▸ **Task prompt**
How many lines in the records below contain the word "each"? Count them and reply with the number alone.

▸ **Records provided**
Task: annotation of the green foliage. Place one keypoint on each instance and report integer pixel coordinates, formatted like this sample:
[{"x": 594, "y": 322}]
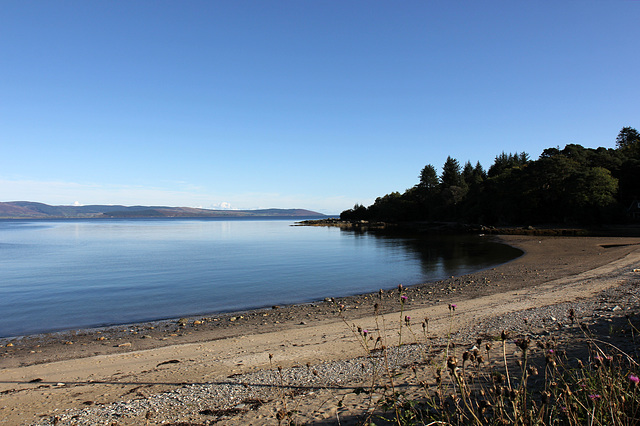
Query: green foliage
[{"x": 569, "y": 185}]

...

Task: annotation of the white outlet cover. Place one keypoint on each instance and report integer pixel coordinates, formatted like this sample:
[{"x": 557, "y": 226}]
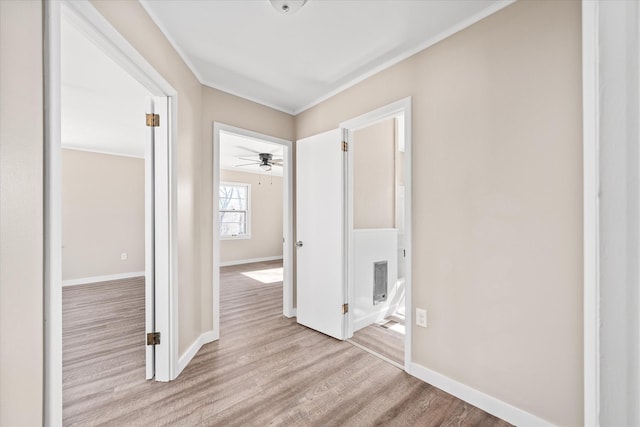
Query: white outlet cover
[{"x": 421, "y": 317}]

▸ **Reply**
2